### Demande de travail 1
Pouvez-vous condenser sous forme de liste le paragraphe du texte sur l'alcool qui commence par « Au final, Santé publique France », en gardant ses faits principaux ?
### Demande de travail 2
Reprenez le texte sur les risques de l'alcool là où il s'arrête et poursuivez-le.

### Texte fourni
------

Ces douze derniers mois, nos autorités sanitaires et le gouvernement ont été souvent critiqués pour leur laxisme en matière de lutte contre la consommation d’alcool. Les actions proposées par le Plan national “priorité prévention” présenté il y a un an n’avaient pas convaincu les experts. Ils ont été encore plus déçus par les mesures du Plan addictions 2018-2022, divulgué dans la plus grande discrétion en janvier dernier. Est-ce pour cette raison que Santé publique France monte au créneau, affirmant haut et fort vouloir « s’engager dans une stratégie de réduction des risques » ?
L’effet protecteur de l’alcool ne tient plus !
Une des actions proposées est une campagne d’information pour sensibiliser le grand public aux dangers des consommations d’alcool même à faible dose. Car le sujet est là ! Aujourd’hui, le message délivré par Santé publique France est clair : « Les risques pour la santé d’une consommation d’alcool existent dès le premier verre quotidien. » Cette consigne s’appuie sur les données délivrées par le dernier Bulletin épidémiologique hebdomadaire (BEH) qui consacre un numéro spécial sur ce sujet. Dans l’éditorial du BEH, François Bourdillon, directeur général de Santé publique France, indique combien un article de 2018 du Lancet a marqué les esprits : « Les minimes et très sélectifs effets protecteurs de l’alcool sont réduits à néant par ses effets délétères. » « Less is better, none is best », résumait d’ailleurs l’un des auteurs de cet article.
Au final, Santé publique France et l’Institut national du cancer ont conduit un travail d’expertise les amenant à fixer de nouveaux repères de consommation : pas plus de 10 verres d’alcool par semaine, maximum deux par jour avec zéro verre certains jours de la semaine. Ce qui se résume par : « Pour votre santé, maximum deux verres par jour, et pas tous les jours. » Christophe Bonaldi, biostatisticien à Santé publique France, explique que « ces repères de consommation proviennent d’études permettant d’établir des relations dose/réponse entre un volume d’alcool consommé et un risque relatif. Sur certaines pathologies, en particulier les cancers, le risque augmente dès la consommation d’un verre d’alcool par jour ». Pour le Pr Michel Reynaud, psychiatre addictologue et animateur du site "addictAide", « les repères énoncés par cette agence sont logiques au regard de la science. On peut les qualifier de prudents. On sait depuis longtemps qu’une consommation d’alcool régulière même peu importante comporte de faibles risques. L’augmentation de ces risques se fait de manière exponentielle. Il y a de réels dangers pour sa propre santé, mais aussi pour celle des autres (accidents de voitures, violences…) au-delà de 30 verres par semaine, ce qui concerne environ 20 % de la population. » Pour le BEH, 41 000 décès sont attribuables à l’alcool.

------

### Données fournies

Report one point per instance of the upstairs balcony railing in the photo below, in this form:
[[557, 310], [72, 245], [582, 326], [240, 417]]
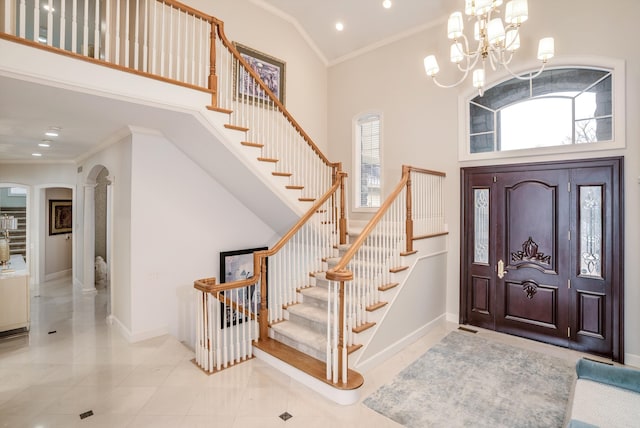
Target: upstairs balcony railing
[[170, 41]]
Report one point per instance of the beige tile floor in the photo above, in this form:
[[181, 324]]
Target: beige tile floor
[[48, 380]]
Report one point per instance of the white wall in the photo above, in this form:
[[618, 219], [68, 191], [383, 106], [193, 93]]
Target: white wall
[[421, 120], [181, 219], [306, 74]]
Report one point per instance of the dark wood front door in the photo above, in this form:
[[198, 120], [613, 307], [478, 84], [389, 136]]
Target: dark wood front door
[[539, 253]]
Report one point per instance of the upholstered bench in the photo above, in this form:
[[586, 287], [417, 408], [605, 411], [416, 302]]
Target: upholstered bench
[[605, 396]]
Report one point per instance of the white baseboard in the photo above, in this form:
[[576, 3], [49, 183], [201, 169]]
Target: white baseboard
[[135, 337], [339, 396], [453, 317], [399, 345], [57, 275], [632, 360]]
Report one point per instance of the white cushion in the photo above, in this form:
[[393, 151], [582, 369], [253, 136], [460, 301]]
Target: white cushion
[[604, 405]]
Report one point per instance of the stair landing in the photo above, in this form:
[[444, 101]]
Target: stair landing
[[307, 364]]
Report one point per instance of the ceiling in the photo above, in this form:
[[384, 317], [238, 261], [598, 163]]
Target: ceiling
[[28, 109], [366, 22]]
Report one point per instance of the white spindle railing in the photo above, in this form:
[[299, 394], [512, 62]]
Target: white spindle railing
[[221, 341], [121, 32], [368, 265], [226, 324], [268, 123]]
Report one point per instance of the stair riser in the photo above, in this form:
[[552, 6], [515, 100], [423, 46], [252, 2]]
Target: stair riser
[[319, 327], [309, 350]]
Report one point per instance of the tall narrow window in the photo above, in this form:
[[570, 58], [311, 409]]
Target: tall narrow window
[[367, 161]]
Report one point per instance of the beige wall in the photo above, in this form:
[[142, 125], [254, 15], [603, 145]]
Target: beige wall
[[306, 74], [421, 120]]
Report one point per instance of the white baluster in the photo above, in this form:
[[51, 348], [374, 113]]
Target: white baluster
[[136, 37], [36, 20], [85, 29], [145, 37], [63, 25], [127, 36], [117, 59], [96, 31], [23, 18], [74, 27]]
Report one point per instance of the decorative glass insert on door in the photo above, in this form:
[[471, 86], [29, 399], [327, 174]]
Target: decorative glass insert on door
[[590, 231], [481, 226]]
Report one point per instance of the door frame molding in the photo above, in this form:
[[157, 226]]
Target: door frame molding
[[617, 282]]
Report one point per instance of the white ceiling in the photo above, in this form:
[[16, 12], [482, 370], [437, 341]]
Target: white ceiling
[[27, 109], [366, 22]]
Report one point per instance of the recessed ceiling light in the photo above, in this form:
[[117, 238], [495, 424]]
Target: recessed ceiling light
[[53, 131]]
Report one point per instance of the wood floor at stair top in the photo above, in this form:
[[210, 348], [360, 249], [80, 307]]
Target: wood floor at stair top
[[307, 364]]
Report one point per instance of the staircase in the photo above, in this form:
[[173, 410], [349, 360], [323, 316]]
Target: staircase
[[321, 300], [305, 324]]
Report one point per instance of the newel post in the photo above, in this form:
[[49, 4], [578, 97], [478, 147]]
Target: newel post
[[213, 79], [409, 222], [263, 318], [343, 218]]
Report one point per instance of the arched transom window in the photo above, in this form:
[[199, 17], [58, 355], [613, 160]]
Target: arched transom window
[[564, 106]]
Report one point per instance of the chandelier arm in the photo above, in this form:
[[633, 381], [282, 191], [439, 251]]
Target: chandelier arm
[[471, 66], [464, 76], [531, 77]]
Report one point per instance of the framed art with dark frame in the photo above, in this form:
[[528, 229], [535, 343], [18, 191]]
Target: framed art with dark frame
[[234, 266], [271, 70], [60, 216]]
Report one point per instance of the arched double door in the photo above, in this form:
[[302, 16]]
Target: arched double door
[[541, 253]]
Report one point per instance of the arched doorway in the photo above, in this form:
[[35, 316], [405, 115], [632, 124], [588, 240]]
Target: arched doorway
[[97, 235]]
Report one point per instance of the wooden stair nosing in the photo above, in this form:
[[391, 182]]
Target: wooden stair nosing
[[220, 109], [408, 253], [250, 144], [271, 160], [388, 286], [375, 306], [307, 364], [363, 327], [236, 127], [353, 348]]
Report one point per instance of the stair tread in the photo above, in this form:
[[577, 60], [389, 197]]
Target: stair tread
[[302, 335], [309, 312], [307, 364]]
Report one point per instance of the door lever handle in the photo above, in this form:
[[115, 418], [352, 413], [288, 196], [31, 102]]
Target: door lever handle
[[501, 270]]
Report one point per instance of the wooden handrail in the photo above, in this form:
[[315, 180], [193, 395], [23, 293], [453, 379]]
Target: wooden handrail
[[339, 272], [212, 287], [274, 99]]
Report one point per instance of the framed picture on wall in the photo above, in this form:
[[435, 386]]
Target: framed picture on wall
[[271, 70], [60, 216], [235, 266]]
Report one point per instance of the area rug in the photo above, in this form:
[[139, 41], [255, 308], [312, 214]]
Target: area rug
[[469, 381]]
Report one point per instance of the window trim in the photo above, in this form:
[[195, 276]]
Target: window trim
[[355, 149], [618, 83]]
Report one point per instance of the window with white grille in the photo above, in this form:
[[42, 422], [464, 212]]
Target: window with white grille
[[367, 178]]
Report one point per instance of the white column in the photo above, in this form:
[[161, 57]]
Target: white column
[[88, 283]]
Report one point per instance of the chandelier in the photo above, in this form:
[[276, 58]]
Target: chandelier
[[497, 41]]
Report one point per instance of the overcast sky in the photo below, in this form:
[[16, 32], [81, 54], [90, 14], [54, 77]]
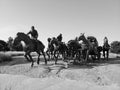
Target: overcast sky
[[97, 18]]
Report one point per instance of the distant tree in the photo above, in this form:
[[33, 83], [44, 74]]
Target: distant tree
[[115, 47]]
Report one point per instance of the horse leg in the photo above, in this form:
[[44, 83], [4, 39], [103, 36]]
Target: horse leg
[[48, 54], [27, 57], [56, 57], [87, 56], [104, 54], [38, 57], [107, 54], [31, 59], [44, 57]]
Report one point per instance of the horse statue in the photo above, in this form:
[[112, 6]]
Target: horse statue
[[59, 48], [106, 48], [29, 46], [88, 48], [74, 49], [3, 46]]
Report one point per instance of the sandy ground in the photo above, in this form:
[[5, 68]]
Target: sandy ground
[[18, 75]]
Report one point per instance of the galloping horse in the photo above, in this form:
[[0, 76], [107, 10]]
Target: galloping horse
[[88, 48], [74, 48], [106, 48], [59, 47], [30, 46], [3, 46]]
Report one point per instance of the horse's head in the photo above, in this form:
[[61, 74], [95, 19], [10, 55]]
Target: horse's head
[[81, 37]]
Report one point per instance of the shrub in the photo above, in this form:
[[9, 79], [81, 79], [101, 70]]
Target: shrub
[[115, 47], [5, 57]]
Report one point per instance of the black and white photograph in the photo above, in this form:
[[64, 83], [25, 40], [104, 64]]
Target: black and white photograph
[[59, 44]]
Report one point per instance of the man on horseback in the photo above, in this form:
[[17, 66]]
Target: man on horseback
[[34, 35], [59, 37]]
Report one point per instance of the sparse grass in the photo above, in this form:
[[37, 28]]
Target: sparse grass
[[5, 57]]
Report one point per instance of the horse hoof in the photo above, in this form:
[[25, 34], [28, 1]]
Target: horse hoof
[[38, 63], [45, 63], [32, 65]]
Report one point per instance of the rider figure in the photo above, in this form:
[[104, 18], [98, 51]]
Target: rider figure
[[59, 37], [106, 42], [34, 35]]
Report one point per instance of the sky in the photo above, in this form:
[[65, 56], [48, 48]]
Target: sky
[[97, 18]]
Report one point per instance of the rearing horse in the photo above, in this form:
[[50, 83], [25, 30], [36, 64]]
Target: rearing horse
[[30, 47], [106, 48], [87, 47]]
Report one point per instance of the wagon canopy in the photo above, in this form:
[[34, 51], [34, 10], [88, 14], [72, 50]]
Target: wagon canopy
[[93, 39]]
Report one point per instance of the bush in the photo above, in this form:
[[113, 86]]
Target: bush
[[115, 47], [5, 57]]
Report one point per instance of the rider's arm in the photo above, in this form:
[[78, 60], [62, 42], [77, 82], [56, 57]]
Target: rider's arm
[[29, 33]]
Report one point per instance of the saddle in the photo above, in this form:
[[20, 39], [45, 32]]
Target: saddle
[[35, 43]]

------

### Réponse proposée 1
- Santé publique France et l'Institut national du cancer ont fixé, après un travail d'expertise, de nouveaux repères de consommation : pas plus de 10 verres par semaine, au maximum deux par jour, et aucun verre certains jours. Le message retenu est « Pour votre santé, maximum deux verres par jour, et pas tous les jours. »
- Selon Christophe Bonaldi, biostatisticien à Santé publique France, ces repères viennent d'études établissant des relations dose/réponse. Pour certaines pathologies, en particulier les cancers, le risque augmente dès un verre par jour.
- Pour le Pr Michel Reynaud, psychiatre addictologue, ces repères sont logiques et prudents. Une consommation régulière, même faible, comporte de faibles risques, et ces risques augmentent de façon exponentielle. Au-delà de 30 verres par semaine, ce qui concerne environ 20 % de la population, les dangers sont réels pour soi comme pour les autres (accidents de voiture, violences).
- D'après le BEH, 41 000 décès sont attribuables à l'alcool.

### Réponse proposée 2
Une stratégie qui oublie l’essentiel
Une autre action proposée par Santé publique France est de sensibiliser les professionnels de santé à repérer les consommations d’alcool problématiques. Pour aider ces premiers acteurs de prévention – soyons clairs, il s’agit principalement des généralistes, à qui un espace spécifique est réservé sur le site pro.alcool-info-service.fr.
Même si la volonté semble clairement énoncée par Santé publique France de lutter contre la consommation excessive d’alcool, on est en droit de s’interroger sur la pertinence des dispositions proposées et de cette “stratégie” qui semble oublier l’essentiel en matière d’efficacité, comme augmenter le prix minimum de l’alcool et des prémix, limiter les opérations marketing et la publicité. Mais ces décisions-là sont du ressort du gouvernement, qui a du mal à arbitrer en faveur de la santé publique ! Dommage, car dans la lutte contre le tabagisme, la réussite est au rendez-vous.
Une consommation très hétérogène
Certes, depuis une cinquantaine d’années, la consommation a fortement diminué, passant en moyenne de 26 litres d’alcool pur par habitant âgé de plus de 15 ans à 11,7 litres par an en 2017. Mais fait inquiétant, la courbe stagne depuis quelques années. Le Baromètre santé 2017 et l’enquête nationale ESCAPAD montrent combien la consommation est hétérogène selon l’âge et le sexe. Le phénomène bien connu de binge drinking (alcoolisation ponctuelle importante – API) est courant chez les jeunes de 17 ans, 44 % d’entre eux déclarant une API au cours du mois. À l’inverse, une consommation quotidienne existe surtout chez 26 % des 65-75 ans, contre 2,3 % des jeunes. Chez les plus âgés, cette habitude de boire quotidiennement concerne une femme pour trois hommes.